■ **SHORT EXERCISE**:
Set out the stretch from the line containing "phrase -- jockey wearing blue helmet" through the final line of the items as a numbered list, one line per entry, with blank lines left out.
-- START --
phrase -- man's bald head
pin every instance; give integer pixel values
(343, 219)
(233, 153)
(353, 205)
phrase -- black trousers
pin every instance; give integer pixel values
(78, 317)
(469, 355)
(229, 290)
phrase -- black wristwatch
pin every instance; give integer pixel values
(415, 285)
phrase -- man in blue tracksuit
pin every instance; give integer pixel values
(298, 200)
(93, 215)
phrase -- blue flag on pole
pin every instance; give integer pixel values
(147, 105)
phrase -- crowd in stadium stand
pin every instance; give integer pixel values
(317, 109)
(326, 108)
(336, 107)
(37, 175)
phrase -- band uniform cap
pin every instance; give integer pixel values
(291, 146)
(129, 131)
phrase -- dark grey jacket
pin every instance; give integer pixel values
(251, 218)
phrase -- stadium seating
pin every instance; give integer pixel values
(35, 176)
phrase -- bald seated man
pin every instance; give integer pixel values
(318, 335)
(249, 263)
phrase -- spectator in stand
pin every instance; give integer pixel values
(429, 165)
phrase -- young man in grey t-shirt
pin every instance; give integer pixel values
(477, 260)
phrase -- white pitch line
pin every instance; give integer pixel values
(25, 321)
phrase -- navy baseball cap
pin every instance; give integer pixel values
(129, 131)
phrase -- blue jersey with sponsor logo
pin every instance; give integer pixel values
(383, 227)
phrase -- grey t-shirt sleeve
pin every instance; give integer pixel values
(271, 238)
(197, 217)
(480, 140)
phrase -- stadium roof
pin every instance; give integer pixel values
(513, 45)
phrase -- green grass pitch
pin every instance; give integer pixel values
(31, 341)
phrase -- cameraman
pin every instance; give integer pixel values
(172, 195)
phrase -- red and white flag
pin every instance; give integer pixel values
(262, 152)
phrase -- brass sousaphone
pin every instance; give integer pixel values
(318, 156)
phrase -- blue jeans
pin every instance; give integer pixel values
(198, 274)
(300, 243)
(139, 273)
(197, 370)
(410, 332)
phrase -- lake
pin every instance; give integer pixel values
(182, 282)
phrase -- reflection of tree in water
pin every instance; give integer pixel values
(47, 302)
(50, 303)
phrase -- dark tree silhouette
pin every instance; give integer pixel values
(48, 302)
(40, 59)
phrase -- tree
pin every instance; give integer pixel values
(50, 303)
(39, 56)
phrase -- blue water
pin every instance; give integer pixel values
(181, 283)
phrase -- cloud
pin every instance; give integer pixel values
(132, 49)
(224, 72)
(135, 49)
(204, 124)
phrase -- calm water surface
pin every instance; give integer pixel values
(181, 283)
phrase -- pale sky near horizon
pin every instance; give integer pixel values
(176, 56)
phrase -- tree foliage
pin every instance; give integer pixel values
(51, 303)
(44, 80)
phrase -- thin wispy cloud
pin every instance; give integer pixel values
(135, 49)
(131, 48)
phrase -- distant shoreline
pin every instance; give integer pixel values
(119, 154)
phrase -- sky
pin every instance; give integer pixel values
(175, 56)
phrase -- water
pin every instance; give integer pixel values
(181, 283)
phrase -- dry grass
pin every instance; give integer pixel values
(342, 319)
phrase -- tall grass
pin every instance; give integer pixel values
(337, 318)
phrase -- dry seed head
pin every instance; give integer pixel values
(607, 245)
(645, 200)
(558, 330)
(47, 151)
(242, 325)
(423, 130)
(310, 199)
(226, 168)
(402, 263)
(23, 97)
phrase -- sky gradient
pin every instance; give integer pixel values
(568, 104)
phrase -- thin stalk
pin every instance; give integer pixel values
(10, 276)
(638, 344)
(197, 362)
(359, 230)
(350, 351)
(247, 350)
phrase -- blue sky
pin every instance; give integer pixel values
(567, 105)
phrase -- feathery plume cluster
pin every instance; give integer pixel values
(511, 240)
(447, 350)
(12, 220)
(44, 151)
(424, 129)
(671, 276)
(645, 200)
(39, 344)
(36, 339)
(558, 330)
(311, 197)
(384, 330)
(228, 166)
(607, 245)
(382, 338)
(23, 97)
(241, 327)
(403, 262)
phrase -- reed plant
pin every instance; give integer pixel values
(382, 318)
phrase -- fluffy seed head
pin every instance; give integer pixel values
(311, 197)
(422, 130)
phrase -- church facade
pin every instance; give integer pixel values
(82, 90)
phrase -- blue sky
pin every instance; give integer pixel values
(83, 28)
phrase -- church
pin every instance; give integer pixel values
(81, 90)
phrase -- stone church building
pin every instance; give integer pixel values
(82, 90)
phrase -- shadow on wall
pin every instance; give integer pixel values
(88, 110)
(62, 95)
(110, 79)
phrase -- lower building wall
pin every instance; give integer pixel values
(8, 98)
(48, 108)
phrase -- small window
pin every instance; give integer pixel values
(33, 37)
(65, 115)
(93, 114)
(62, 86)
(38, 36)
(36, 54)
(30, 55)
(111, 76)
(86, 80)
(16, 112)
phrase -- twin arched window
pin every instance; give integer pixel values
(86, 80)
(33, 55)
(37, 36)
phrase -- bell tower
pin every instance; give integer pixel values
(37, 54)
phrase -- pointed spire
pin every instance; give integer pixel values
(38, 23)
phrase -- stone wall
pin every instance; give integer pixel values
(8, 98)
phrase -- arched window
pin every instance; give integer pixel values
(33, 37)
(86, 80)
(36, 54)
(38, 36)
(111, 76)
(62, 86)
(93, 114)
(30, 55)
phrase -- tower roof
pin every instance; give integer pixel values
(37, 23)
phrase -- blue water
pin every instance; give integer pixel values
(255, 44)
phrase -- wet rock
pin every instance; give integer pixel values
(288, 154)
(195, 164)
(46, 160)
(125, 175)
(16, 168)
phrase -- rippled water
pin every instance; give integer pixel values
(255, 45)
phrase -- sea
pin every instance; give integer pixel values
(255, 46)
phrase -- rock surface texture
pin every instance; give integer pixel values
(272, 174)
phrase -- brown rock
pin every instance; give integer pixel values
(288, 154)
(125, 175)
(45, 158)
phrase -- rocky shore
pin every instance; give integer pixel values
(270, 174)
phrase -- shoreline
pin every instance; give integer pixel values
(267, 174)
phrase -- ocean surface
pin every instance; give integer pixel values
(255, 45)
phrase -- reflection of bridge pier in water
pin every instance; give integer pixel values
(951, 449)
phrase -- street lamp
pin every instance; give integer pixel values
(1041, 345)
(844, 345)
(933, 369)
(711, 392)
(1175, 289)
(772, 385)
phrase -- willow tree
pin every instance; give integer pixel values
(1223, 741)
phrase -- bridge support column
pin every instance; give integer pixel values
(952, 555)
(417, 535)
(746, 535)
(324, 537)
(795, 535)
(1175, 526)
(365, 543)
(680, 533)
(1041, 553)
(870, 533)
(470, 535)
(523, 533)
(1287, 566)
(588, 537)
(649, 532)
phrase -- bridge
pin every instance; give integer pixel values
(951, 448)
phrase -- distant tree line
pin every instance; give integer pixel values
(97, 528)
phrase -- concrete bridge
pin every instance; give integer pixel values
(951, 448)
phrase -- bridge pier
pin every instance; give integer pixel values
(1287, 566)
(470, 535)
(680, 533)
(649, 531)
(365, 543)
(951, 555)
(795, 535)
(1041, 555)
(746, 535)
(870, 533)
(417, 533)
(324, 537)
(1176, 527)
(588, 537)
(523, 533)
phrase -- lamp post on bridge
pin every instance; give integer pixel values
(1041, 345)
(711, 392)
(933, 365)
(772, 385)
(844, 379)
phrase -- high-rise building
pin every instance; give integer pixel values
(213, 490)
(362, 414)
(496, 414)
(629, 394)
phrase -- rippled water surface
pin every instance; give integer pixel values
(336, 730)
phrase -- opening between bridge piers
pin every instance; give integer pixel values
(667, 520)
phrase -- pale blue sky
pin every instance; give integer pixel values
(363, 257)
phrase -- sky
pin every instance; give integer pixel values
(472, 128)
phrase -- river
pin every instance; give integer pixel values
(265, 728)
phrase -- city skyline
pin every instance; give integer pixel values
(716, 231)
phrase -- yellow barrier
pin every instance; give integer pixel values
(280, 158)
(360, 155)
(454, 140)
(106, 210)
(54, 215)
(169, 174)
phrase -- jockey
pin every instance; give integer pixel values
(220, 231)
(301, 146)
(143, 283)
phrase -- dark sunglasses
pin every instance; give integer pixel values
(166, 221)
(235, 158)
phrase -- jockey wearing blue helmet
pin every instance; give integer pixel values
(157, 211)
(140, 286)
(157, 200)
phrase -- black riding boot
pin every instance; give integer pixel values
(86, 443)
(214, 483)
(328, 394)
-- END --
■ **CORRECT RESPONSE**:
1. phrase -- jockey wearing blue helmet
2. pin every instance; give integer pixel values
3. (157, 211)
4. (140, 286)
5. (157, 200)
6. phrase -- black riding boot
7. pin every instance; give integer pixel values
8. (86, 443)
9. (214, 483)
10. (328, 394)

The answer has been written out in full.